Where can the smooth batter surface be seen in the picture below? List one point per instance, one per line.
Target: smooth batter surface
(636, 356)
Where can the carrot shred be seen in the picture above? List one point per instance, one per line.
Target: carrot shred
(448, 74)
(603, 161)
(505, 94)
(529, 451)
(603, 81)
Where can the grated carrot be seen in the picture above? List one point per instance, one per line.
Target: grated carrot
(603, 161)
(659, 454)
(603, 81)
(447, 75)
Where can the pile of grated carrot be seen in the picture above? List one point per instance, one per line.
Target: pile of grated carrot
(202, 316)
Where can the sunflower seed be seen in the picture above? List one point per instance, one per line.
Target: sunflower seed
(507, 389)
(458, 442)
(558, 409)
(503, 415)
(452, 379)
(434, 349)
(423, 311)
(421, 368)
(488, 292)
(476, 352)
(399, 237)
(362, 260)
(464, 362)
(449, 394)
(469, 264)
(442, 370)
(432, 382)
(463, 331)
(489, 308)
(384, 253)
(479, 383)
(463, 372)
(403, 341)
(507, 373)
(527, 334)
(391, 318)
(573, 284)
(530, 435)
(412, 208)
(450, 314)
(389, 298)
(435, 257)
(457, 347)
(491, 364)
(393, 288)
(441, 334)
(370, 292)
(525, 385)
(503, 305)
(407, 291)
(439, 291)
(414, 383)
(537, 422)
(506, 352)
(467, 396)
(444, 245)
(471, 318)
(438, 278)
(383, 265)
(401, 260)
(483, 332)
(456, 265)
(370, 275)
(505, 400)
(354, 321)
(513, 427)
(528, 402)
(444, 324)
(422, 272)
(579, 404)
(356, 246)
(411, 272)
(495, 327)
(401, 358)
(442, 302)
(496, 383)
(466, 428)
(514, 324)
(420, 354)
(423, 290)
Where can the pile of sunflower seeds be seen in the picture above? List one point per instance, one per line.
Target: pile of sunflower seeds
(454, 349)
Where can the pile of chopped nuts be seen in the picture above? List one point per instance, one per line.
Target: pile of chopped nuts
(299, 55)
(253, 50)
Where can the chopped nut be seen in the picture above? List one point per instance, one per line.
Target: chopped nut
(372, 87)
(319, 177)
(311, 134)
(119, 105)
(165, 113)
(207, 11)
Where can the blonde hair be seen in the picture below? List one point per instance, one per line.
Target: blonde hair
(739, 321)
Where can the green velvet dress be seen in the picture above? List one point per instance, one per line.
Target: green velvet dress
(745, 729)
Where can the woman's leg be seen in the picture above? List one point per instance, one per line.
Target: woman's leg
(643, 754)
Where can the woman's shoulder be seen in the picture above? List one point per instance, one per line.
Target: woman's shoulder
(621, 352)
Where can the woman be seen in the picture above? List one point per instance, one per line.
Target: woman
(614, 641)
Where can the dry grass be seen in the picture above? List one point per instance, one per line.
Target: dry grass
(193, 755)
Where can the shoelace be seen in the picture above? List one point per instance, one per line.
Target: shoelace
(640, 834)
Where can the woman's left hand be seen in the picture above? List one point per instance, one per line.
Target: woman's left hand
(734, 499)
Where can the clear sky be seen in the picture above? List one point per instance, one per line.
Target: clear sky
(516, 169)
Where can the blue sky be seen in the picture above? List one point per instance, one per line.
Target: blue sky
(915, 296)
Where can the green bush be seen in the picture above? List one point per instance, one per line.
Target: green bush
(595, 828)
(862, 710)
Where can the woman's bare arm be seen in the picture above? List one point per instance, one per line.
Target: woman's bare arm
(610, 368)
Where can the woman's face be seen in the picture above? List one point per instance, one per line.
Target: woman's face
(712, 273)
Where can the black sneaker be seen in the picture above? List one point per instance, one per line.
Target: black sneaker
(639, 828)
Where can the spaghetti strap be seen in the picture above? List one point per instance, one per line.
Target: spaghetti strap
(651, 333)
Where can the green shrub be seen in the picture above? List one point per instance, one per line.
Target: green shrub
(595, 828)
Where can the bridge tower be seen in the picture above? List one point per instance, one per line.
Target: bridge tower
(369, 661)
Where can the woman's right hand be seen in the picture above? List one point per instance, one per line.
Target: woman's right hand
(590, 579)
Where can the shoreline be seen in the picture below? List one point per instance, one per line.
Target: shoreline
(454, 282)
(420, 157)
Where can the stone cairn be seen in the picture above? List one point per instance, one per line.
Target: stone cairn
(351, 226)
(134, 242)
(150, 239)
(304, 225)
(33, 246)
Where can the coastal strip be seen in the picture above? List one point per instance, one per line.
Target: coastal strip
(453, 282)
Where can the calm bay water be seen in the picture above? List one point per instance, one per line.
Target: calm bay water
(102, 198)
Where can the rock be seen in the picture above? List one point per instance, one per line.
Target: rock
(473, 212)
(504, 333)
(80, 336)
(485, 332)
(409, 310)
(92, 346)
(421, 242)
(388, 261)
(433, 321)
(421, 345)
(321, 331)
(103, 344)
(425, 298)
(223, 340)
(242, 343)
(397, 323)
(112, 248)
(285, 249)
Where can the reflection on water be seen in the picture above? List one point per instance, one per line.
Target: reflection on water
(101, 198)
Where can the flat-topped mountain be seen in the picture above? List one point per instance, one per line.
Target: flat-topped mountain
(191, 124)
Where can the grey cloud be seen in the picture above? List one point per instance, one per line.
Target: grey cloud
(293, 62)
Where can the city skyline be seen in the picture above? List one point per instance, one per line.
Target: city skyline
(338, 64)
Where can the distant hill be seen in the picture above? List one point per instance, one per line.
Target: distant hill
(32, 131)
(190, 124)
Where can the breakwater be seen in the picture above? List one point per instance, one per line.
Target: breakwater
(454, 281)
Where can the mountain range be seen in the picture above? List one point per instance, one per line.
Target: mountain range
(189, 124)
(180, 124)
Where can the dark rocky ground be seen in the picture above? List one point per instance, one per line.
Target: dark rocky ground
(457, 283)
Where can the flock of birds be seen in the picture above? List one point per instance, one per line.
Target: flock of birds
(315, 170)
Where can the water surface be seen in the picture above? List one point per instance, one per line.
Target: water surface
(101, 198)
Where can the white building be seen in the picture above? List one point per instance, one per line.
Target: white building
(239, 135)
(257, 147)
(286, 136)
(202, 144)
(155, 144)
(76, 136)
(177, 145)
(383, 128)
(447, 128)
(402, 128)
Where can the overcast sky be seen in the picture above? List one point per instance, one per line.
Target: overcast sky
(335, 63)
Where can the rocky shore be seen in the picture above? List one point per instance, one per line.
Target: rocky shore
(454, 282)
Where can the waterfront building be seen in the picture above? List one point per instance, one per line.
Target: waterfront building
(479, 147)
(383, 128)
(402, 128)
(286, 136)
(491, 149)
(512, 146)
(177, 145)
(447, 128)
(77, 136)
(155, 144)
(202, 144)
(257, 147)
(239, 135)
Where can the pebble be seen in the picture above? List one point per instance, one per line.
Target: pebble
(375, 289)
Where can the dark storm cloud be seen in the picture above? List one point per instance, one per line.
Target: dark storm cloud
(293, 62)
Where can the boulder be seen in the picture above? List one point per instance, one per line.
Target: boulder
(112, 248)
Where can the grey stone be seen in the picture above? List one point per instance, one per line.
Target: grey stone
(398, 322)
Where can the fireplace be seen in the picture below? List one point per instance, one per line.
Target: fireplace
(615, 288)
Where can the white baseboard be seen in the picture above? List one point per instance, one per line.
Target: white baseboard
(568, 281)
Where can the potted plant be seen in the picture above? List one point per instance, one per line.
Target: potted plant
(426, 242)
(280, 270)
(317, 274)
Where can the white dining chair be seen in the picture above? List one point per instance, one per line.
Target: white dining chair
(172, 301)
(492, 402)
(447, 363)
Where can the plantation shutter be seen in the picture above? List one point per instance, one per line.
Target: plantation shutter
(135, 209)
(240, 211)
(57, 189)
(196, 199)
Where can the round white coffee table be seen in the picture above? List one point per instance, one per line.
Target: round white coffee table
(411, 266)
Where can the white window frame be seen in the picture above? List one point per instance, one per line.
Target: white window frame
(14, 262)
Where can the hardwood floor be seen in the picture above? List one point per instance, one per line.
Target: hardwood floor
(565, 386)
▬▬▬▬▬▬▬▬▬▬
▸ **SET EXERCISE**
Quote exactly what appears from the line containing "Where can the plantation" through the final line of the listing above, including both of those lines.

▸ **CORRECT RESPONSE**
Where can the plantation shutter be seen in the picture above? List one point per instance, one per line.
Target: plantation shutter
(135, 209)
(240, 211)
(57, 189)
(196, 199)
Where can the round white coffee table be seen in the picture above? List one point per instance, one per line.
Target: round white coffee table
(411, 266)
Where can the white window frame be seen in the picture above? List one point per instance, one per line.
Target: white window frame
(14, 262)
Where can the hardwood floor be seen in the picture above? List one point per instance, one per line.
Target: hardwood floor
(565, 386)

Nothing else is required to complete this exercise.